### Text shown
☆ ☆ ☆

There is still some tidying work to do, (sleeve is too dark, the line leading off the left of the image is distracting), but the essence of the image captures our relationship.  It is interesting that there is a greater distance between my mother’s face and mine, than in the photo, and that area is particularly blurry.  This image ‘took off’ from the first line of my mother’s back, as if she was happy to step into the work, grateful for the attention.

Marion Milner when describing the process of free drawing, as she grappled with the complexities of learning to paint, acknowledges ‘in one part of the mind, there really could be a fear of losing all sense of separating boundaries; particularly the boundaries between the tangible realities of the external world and the imaginative realities of the inner world of feeling and idea; in fact a fear of being mad…..The same fear was to appear again with the imaginative perception of action in nature, the fear of letting go common sense appearances and letting in imagination meant letting in madness.’1 p17

Her work, reprinted many times over 40 years, approaches the creative process from a psychoanalytical practice led perspective, ‘free drawing’, then analysing the work, as if a Freudian dream.  Interestingly, writing in the second edition she noted that whenever she was able to break free of creating a ‘mechanical copy’, there was ‘a feeling that the ordinary sense of self had temporarily disappeared..’p154  Referring to Ehrenzweig’s three phases of creativity (projection, integration and re-introjection 2 p276), Milner posits that the analytical states of consciousness, described as elation, blankness and oceanic, could be viewed from a different perspective.  Mystical writings refer to ’emptiness’ as beneficial, as the central concept in Taoism.  ‘Is it not possible that the blankness is a necessary prelude to a new integration?.. there is some force or interplay of forces creating something new, and to suggest that the way we think about it affects the way it works… that a number of states of mind that are different from every day conscious awareness may be in part an expression of the unconscious or half conscious need to give this creativeness its freedom..’ 1 p154/p155

Perhaps there are moments when I share her fear.img_3731

Grandma and Me, watercolour on paper 56 x 76 cms

With this image I creep gingerly forward, spending time adjusting areas that jar.  The tissue texture is working particularly well on the apron, with the contrast between our skins evident.  I catch myself veering towards ‘likeness’ and walk away until I can get myself into the right space with a cup of tea or a change of music.  It is possible to feel my eyes scanning the image for details or areas that are not congruent with the whole.  Yesterday during the second phase of the large collaborative drawing we are producing at the drawing class (detailed in blog Peeling the Onion) we spent as much time scanning and consciously analysing, as we did mark making .  Working on such a large scale magnified the process and made it that much easier to see exactly how the conscious/unconscious dovetails.

☆ ☆ ☆

### Stated task 1
Reproduce the painting text above word for word, starting at "With this image" and ending at "the conscious/unconscious dovetails.".

Named region outline records:
☆ ☆ ☆

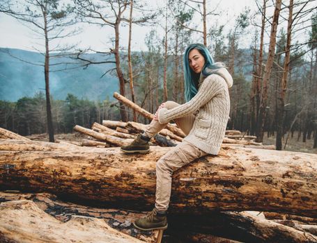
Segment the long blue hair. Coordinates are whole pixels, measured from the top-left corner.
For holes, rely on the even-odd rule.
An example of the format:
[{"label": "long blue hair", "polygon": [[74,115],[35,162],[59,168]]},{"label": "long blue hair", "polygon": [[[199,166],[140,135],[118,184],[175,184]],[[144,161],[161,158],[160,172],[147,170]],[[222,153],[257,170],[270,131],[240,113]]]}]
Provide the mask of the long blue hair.
[{"label": "long blue hair", "polygon": [[201,74],[203,76],[208,76],[215,72],[217,69],[224,67],[224,65],[221,62],[215,62],[208,49],[201,44],[196,43],[190,44],[185,51],[183,57],[184,66],[184,81],[185,81],[185,99],[186,102],[190,101],[197,94],[198,83],[200,74],[196,74],[190,67],[188,55],[192,49],[196,49],[205,58],[205,65],[203,67]]}]

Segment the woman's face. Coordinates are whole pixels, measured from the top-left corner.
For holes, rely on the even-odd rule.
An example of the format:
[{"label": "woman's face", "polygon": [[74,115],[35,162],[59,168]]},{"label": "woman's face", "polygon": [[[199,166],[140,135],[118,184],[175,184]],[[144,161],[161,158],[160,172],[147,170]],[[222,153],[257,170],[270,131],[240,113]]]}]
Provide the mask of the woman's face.
[{"label": "woman's face", "polygon": [[196,74],[200,74],[205,65],[205,58],[197,49],[193,49],[188,54],[190,67]]}]

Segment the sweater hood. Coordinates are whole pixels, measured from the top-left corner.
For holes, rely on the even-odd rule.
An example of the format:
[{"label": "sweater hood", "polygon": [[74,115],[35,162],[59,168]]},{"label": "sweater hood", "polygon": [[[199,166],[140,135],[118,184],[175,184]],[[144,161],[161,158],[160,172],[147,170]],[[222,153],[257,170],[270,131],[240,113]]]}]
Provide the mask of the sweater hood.
[{"label": "sweater hood", "polygon": [[[231,75],[229,74],[229,72],[226,68],[222,67],[216,70],[215,69],[212,70],[209,68],[206,68],[206,71],[207,72],[207,73],[210,74],[210,75],[218,74],[226,81],[226,83],[228,85],[228,88],[231,88],[232,87],[233,84],[233,80],[232,79]],[[203,81],[203,80],[207,76],[203,76],[203,74],[201,74],[201,77],[199,78],[199,85]]]}]

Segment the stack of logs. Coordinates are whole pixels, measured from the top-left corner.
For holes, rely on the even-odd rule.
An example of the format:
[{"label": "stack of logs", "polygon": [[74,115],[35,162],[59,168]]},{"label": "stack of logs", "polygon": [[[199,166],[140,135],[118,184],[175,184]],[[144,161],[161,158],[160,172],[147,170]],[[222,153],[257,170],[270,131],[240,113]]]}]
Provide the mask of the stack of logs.
[{"label": "stack of logs", "polygon": [[[109,146],[130,142],[144,125],[113,123],[75,126],[99,140],[76,144],[31,141],[0,128],[0,242],[155,242],[131,223],[153,208],[156,162],[170,148],[124,154]],[[224,143],[247,142],[226,135]],[[169,124],[152,142],[173,146],[184,136]],[[173,174],[171,237],[164,242],[317,242],[317,155],[257,149],[251,140],[247,148],[223,144],[217,156]],[[94,147],[76,146],[85,142]]]},{"label": "stack of logs", "polygon": [[[88,135],[88,139],[84,139],[82,143],[70,142],[76,145],[100,148],[121,146],[131,142],[135,135],[142,133],[147,126],[148,125],[134,122],[123,122],[110,120],[102,121],[102,124],[95,122],[91,126],[91,129],[76,125],[74,130]],[[162,129],[154,136],[151,140],[151,145],[173,146],[182,142],[185,135],[176,126],[171,125],[171,128],[169,129]],[[256,138],[255,136],[242,134],[239,131],[227,130],[223,143],[258,149],[275,149],[274,145],[263,145],[262,143],[254,142]]]},{"label": "stack of logs", "polygon": [[[151,120],[153,115],[141,108],[136,103],[130,101],[123,96],[115,92],[114,97],[125,106],[132,108]],[[82,144],[76,144],[82,146],[93,146],[98,147],[121,146],[131,142],[135,134],[141,133],[146,128],[143,124],[129,122],[122,122],[117,121],[103,121],[102,124],[95,122],[91,129],[75,126],[74,130],[88,135],[88,140],[84,140]],[[169,124],[166,128],[162,129],[159,134],[156,135],[151,140],[152,145],[161,146],[173,146],[178,142],[182,142],[185,135],[173,124]],[[274,145],[263,145],[262,143],[254,142],[256,137],[242,134],[239,131],[229,130],[226,131],[226,136],[223,140],[224,144],[235,144],[236,146],[246,146],[256,147],[258,149],[275,149]]]},{"label": "stack of logs", "polygon": [[[131,223],[153,207],[169,148],[126,156],[0,135],[1,242],[155,242]],[[172,190],[164,242],[317,242],[316,155],[224,146],[177,171]]]}]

☆ ☆ ☆

### Stated task 2
Select each line of the listing that contains the string "long" and copy those lines out in full.

### Problem solution 1
With this image I creep gingerly forward, spending time adjusting areas that jar.  The tissue texture is working particularly well on the apron, with the contrast between our skins evident.  I catch myself veering towards ‘likeness’ and walk away until I can get myself into the right space with a cup of tea or a change of music.  It is possible to feel my eyes scanning the image for details or areas that are not congruent with the whole.  Yesterday during the second phase of the large collaborative drawing we are producing at the drawing class (detailed in blog Peeling the Onion) we spent as much time scanning and consciously analysing, as we did mark making .  Working on such a large scale magnified the process and made it that much easier to see exactly how the conscious/unconscious dovetails.

### Problem solution 2
Segment the long blue hair. Coordinates are whole pixels, measured from the top-left corner.
[{"label": "long blue hair", "polygon": [[74,115],[35,162],[59,168]]},{"label": "long blue hair", "polygon": [[[199,166],[140,135],[118,184],[175,184]],[[144,161],[161,158],[160,172],[147,170]],[[222,153],[257,170],[270,131],[240,113]]]}]
Provide the mask of the long blue hair.
[{"label": "long blue hair", "polygon": [[201,74],[203,76],[208,76],[215,72],[217,69],[224,67],[224,65],[221,62],[215,62],[208,49],[201,44],[196,43],[190,44],[185,51],[183,57],[184,66],[184,81],[185,81],[185,99],[186,102],[190,101],[197,94],[198,83],[200,74],[196,74],[190,67],[188,55],[192,49],[196,49],[205,58],[205,65],[203,67]]}]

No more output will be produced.